┌─ Excerpted passage

THIS AMENDMENT NO. 1 TO AGREEMENT OF LIMITED PARTNERSHIP (herein
called this "Amendment") dated effective as of May 1, 1992, is made by and
among Xxxxxxx Exploration Company, a Texas corporation, General Atlantic
Partners III, L.P., a Delaware limited partnership, GAP-Xxxxxxx Partners, L.P.,
a Delaware limited partnership and Xxxxxx X. Xxxxxx, a Texas resident.
RECITALS:
WHEREAS, the parties have previously entered into that certain
Agreement of Limited Partnership dated as of May 1, 1992 (the "Partnership
Agreement"), establishing Xxxxxxx Oil & Gas, L.P. (the "Partnership"); and
WHEREAS, the parties desire to amend the Partnership Agreement to
clarify certain provisions relating to distributions to be made to the
Partners, such amendment to be effective as of May 1, 1992;
NOW, THEREFORE, in consideration of the foregoing Recitals and the
mutual covenants and agreements contained herein, the parties hereto do hereby
agree as follows:
1. Defined Terms.
(a) The defined term "Aggregate Tax Amount" contained in Section 2.1
of the Partnership Agreement is hereby deleted in its entirety.
(b) Any other capitalized terms used herein and not otherwise defined
shall have the respective meanings assigned to them in the Partnership
Agreement.

└─
┌─ Source material

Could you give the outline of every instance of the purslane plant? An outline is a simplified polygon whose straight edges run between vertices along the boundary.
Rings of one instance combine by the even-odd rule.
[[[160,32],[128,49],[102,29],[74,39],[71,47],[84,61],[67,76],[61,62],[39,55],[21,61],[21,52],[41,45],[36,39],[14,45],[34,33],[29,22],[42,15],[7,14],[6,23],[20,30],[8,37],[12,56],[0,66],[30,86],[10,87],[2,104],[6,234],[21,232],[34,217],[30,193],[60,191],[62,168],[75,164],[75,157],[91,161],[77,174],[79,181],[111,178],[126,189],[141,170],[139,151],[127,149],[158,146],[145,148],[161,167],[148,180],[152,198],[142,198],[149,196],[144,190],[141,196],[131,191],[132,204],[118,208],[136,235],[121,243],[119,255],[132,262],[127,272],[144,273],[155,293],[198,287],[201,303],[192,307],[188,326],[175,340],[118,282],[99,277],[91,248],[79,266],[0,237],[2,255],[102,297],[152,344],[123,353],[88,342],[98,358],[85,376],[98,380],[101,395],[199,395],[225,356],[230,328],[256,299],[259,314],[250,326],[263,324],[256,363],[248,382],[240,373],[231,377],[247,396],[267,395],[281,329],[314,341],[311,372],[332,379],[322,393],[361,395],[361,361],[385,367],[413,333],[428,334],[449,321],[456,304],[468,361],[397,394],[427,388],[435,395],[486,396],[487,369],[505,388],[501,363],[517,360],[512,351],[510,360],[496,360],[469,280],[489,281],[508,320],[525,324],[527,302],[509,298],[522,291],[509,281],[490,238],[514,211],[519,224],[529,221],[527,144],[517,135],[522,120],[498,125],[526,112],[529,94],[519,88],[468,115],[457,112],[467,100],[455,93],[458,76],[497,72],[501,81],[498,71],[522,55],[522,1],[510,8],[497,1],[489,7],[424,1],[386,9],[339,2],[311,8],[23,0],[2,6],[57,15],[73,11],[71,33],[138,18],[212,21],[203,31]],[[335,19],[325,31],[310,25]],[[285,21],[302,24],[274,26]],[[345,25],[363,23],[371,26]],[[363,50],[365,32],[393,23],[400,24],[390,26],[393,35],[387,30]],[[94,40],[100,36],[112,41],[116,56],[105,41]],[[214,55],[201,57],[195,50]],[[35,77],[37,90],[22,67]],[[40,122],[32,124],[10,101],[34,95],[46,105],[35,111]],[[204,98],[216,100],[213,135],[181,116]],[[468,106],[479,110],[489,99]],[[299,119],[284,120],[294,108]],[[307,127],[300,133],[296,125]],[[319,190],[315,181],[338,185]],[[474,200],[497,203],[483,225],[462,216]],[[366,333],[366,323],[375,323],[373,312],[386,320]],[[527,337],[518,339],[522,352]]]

└─

■ What this exercise asks:
- 1) In the amendment text, which defined term is deleted in its entirety from Section 2.1 of the Partnership Agreement?
- 2) Retype the amendment text starting at "THIS AMENDMENT NO." and ending at "a Texas resident.".

■ Set of answers:
- 1) "Aggregate Tax Amount"

- 2)
THIS AMENDMENT NO. 1 TO AGREEMENT OF LIMITED PARTNERSHIP (herein
called this "Amendment") dated effective as of May 1, 1992, is made by and
among Xxxxxxx Exploration Company, a Texas corporation, General Atlantic
Partners III, L.P., a Delaware limited partnership, GAP-Xxxxxxx Partners, L.P.,
a Delaware limited partnership and Xxxxxx X. Xxxxxx, a Texas resident.